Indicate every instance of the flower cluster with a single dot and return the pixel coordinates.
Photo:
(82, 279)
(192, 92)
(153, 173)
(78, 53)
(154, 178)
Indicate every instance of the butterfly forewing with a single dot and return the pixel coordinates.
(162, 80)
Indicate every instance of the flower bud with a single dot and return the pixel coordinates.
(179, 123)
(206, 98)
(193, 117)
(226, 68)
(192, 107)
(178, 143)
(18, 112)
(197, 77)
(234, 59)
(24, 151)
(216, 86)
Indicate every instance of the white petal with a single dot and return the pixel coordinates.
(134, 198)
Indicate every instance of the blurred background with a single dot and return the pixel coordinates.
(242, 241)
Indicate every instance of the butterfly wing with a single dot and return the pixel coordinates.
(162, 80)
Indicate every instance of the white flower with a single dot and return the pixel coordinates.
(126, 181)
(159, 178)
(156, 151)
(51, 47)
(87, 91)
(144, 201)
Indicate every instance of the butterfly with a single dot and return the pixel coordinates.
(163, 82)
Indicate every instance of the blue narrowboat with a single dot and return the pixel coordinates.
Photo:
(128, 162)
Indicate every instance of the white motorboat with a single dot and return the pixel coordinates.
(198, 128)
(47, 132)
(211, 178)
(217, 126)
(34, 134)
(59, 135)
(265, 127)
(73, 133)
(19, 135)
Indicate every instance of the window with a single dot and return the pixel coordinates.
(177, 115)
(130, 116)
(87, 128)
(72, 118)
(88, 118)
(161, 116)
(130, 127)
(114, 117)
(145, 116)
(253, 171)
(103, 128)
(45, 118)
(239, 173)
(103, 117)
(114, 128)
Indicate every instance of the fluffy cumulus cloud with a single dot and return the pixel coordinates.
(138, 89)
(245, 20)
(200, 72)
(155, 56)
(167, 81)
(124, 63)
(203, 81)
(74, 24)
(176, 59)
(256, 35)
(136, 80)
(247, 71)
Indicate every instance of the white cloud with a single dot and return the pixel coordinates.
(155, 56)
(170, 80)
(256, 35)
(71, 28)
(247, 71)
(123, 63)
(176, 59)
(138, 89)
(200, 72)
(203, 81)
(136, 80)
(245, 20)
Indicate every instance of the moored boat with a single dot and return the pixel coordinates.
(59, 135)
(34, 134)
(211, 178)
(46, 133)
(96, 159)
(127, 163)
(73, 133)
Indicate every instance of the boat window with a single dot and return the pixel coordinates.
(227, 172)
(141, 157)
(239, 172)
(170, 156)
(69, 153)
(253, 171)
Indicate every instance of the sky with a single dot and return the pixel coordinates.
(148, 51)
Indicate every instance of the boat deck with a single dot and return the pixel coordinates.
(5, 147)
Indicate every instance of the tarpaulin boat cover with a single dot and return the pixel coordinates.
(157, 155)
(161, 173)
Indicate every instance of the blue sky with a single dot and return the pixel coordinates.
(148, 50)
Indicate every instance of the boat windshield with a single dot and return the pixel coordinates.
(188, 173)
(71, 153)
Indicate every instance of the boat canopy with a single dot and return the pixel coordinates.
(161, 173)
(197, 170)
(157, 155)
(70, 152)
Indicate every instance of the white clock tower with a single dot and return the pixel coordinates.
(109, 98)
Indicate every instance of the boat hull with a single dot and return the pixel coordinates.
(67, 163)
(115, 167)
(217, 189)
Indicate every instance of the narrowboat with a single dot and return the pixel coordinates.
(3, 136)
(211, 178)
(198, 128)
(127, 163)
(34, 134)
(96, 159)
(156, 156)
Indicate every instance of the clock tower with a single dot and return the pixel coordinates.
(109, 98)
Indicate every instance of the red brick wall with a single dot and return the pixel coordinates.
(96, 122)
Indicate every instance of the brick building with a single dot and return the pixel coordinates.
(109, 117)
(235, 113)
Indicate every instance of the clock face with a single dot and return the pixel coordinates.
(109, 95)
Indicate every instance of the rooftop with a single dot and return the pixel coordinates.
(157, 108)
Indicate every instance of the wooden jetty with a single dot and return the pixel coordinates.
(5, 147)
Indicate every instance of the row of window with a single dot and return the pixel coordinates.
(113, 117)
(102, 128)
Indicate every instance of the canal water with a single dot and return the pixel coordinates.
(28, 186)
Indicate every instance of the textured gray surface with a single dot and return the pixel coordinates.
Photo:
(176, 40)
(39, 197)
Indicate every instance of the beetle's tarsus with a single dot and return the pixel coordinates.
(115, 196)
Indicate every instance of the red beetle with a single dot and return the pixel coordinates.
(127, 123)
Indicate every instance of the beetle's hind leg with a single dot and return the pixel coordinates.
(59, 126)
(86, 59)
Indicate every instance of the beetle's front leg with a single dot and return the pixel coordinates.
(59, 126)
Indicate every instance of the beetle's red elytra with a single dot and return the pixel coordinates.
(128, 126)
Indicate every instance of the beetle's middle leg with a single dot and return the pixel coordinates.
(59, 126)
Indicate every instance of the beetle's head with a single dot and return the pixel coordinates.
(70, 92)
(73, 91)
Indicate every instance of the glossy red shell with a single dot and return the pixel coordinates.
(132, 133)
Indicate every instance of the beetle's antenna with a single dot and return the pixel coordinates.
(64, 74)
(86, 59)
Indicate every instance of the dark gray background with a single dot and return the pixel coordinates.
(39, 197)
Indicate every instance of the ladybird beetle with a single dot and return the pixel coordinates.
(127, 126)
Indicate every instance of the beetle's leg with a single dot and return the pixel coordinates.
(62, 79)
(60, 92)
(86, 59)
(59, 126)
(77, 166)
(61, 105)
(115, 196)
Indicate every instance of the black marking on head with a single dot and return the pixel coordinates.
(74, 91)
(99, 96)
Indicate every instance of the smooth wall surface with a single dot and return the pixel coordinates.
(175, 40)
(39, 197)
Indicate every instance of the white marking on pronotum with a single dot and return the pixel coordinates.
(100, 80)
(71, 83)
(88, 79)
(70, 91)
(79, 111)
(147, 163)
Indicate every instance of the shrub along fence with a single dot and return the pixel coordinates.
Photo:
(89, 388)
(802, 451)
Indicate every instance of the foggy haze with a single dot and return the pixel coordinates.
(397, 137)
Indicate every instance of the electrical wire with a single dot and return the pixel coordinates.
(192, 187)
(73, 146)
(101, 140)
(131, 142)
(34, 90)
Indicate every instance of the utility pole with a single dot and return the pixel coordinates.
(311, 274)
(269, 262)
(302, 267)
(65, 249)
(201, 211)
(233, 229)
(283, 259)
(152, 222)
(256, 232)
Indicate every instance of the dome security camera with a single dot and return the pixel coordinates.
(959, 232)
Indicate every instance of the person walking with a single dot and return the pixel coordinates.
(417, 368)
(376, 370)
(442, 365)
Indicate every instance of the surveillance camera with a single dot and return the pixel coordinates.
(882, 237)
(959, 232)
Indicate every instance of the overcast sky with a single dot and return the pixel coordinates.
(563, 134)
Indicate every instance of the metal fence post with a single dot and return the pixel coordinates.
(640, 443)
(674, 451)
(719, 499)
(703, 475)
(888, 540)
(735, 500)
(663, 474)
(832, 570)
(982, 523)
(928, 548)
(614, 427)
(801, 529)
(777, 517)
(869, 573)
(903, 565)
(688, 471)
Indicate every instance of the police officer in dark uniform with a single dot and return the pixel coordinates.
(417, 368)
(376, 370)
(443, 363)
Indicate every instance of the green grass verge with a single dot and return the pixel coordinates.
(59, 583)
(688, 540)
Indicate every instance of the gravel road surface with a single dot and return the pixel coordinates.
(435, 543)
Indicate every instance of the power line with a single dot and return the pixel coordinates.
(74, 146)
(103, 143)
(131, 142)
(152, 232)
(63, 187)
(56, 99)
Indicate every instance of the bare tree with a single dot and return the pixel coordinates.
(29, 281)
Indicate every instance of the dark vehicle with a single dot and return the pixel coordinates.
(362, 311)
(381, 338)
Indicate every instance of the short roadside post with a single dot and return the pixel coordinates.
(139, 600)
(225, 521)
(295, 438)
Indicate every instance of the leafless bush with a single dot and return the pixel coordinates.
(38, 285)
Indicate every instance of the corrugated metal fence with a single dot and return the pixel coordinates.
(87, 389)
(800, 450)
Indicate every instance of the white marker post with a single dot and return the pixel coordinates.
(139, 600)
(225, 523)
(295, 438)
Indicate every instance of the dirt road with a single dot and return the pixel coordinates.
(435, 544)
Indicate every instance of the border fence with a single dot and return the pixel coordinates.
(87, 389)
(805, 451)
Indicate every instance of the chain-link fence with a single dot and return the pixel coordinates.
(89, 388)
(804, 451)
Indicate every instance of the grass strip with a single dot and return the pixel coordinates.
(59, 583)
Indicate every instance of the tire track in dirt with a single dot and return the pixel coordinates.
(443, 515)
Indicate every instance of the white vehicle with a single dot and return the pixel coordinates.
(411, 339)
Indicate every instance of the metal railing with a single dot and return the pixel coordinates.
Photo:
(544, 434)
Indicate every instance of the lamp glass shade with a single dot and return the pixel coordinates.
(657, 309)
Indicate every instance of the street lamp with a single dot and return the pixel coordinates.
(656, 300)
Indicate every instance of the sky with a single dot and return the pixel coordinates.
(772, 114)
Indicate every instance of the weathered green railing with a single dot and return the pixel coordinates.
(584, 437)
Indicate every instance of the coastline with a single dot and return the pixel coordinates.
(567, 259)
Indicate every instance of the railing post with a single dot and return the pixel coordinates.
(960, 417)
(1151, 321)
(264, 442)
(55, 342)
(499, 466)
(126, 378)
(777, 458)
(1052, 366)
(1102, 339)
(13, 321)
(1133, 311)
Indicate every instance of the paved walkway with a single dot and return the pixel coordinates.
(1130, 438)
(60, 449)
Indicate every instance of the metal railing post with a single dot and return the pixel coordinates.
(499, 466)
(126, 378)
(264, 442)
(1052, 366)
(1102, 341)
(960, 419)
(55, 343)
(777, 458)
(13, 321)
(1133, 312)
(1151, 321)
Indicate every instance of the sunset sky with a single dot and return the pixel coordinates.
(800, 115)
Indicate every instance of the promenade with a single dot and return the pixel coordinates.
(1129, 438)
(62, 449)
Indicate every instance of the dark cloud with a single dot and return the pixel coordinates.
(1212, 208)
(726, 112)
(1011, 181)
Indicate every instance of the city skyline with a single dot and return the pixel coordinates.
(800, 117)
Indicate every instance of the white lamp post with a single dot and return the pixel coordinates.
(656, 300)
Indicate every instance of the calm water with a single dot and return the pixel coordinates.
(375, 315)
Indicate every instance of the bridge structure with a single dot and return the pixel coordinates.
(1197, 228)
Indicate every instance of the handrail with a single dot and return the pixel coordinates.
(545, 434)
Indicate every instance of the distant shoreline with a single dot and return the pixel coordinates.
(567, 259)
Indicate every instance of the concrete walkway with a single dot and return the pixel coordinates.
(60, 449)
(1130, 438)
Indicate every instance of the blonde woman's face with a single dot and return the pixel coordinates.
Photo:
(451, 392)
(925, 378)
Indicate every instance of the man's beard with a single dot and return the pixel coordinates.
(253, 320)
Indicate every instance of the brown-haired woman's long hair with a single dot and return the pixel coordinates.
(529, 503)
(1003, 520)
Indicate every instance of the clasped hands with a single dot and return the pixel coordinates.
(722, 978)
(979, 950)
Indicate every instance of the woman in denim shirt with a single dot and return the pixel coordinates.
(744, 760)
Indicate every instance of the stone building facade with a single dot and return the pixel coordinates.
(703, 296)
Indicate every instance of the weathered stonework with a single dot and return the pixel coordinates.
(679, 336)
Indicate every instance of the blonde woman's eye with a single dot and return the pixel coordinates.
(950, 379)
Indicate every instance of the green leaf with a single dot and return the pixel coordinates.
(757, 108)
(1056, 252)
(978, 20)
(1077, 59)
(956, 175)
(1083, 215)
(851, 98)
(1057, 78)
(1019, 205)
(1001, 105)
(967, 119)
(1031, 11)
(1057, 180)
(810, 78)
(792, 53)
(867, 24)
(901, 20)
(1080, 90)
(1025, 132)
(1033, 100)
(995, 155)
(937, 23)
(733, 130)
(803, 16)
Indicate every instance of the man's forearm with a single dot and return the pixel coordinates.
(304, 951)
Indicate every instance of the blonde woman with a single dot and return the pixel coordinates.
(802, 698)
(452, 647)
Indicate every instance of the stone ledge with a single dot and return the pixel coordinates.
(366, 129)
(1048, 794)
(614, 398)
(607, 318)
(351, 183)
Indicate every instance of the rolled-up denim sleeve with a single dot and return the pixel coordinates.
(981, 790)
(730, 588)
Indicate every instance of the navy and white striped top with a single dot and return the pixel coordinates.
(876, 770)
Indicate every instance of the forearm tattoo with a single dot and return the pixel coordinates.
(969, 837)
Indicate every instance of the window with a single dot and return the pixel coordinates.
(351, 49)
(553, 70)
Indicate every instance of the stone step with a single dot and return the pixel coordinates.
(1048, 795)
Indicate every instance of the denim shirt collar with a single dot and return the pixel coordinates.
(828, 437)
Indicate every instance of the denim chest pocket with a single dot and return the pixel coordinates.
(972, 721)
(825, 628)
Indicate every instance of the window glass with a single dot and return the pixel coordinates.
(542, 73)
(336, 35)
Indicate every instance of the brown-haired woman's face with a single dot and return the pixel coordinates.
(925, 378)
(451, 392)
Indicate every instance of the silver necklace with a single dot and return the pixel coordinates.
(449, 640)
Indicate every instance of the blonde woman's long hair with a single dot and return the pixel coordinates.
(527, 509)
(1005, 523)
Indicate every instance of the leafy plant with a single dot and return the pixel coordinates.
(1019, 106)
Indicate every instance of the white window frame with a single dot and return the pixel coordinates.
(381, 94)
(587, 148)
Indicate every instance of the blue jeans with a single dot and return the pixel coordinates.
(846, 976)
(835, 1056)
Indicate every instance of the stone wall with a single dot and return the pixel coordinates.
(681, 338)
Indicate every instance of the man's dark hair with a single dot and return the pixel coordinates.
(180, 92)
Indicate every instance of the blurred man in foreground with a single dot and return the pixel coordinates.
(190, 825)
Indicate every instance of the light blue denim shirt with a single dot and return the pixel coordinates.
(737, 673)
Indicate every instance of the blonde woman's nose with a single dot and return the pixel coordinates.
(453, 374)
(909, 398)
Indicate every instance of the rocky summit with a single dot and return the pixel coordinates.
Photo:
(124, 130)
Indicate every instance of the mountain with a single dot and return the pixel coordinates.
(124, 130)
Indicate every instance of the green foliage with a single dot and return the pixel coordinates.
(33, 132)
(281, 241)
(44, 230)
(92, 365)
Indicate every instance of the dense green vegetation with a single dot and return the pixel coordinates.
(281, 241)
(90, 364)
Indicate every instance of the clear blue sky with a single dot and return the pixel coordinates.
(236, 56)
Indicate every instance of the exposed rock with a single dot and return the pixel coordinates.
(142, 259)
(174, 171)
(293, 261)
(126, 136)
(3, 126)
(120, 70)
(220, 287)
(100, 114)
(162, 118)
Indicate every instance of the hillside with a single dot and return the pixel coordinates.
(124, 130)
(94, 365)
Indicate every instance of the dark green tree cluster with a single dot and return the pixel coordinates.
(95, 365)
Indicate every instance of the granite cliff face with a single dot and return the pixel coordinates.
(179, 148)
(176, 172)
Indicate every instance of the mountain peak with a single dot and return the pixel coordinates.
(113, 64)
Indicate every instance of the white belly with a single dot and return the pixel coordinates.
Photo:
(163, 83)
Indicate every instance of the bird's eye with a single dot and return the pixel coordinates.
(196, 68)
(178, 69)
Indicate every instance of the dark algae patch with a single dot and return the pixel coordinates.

· · ·

Take the line that contains "Indicate every instance of the white belly" and each line after it through the end of the records, and repeat them all exactly. Nothing else.

Indicate every instance of the white belly with a single dot and return the pixel coordinates.
Photo:
(163, 83)
Indicate every instance of the bird's eye with a single dot and return the pixel coordinates.
(196, 68)
(178, 69)
Indicate every instance of the dark algae patch with a single dot and return the pixel coordinates.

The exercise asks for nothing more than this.